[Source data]
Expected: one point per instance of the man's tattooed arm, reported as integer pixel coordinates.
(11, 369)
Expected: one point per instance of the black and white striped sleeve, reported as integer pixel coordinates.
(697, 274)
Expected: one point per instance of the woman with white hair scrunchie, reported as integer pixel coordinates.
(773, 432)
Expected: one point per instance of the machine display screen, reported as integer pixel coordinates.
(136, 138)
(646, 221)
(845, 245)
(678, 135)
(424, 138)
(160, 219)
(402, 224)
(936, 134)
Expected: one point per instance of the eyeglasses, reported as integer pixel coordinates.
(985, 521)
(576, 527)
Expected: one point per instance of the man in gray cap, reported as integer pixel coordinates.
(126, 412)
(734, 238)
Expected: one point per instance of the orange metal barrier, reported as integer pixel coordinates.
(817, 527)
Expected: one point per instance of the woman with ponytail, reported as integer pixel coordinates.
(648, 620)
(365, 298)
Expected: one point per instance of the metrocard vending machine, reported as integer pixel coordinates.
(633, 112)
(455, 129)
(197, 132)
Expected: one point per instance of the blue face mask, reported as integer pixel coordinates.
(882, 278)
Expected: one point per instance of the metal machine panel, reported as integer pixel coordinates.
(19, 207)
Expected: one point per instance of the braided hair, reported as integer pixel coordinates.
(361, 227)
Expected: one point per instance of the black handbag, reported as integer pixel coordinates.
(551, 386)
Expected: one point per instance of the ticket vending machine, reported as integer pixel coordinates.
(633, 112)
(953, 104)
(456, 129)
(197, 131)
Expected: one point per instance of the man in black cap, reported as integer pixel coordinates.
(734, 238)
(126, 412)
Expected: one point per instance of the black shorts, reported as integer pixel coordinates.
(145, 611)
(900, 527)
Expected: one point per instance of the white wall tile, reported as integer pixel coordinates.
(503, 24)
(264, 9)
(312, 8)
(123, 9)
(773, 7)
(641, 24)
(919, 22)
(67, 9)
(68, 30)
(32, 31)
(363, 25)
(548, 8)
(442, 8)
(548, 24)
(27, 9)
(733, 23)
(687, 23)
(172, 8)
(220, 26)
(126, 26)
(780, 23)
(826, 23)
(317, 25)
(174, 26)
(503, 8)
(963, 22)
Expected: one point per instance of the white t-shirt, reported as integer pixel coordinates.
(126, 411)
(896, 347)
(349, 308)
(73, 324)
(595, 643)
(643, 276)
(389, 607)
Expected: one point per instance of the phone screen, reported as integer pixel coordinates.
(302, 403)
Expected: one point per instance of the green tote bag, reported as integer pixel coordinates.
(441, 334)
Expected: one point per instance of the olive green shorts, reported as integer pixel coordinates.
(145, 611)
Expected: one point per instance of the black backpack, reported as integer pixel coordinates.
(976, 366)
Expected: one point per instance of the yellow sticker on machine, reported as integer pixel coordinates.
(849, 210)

Task brief: Copy exactly the lines from the one containing "Expected: one point per instance of the green" through the last line of the records, both included, and nothing else.

Problem solution:
Expected: one point per instance of the green tote bag, reported as integer pixel coordinates.
(441, 334)
Expected: one point per instance of the olive green shorts, reported as integer pixel coordinates.
(145, 611)
Expected: one point per instance of the black backpack, reported as integer pixel coordinates.
(976, 366)
Expected: one point per instance of the yellow sticker on machine, reported as integer pixel coordinates.
(849, 210)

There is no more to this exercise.